• [EXERCISE DESCRIPTION]
Convert the rows below into a Markdown table with two columns, "Number" and "Text," where each non-blank line becomes one table line with its number and its wording. Leave out blank lines.
· · ·
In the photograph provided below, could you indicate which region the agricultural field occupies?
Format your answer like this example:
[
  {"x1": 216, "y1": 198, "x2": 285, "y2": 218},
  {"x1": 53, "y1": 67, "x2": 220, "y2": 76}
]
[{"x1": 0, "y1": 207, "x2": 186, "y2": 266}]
· · ·
• [SOLUTION TO THIS EXERCISE]
| Number | Text |
|---|---|
| 1 | In the photograph provided below, could you indicate which region the agricultural field occupies? |
| 2 | Format your answer like this example: |
| 3 | [ |
| 4 |   {"x1": 216, "y1": 198, "x2": 285, "y2": 218}, |
| 5 |   {"x1": 53, "y1": 67, "x2": 220, "y2": 76} |
| 6 | ] |
| 7 | [{"x1": 0, "y1": 207, "x2": 186, "y2": 266}] |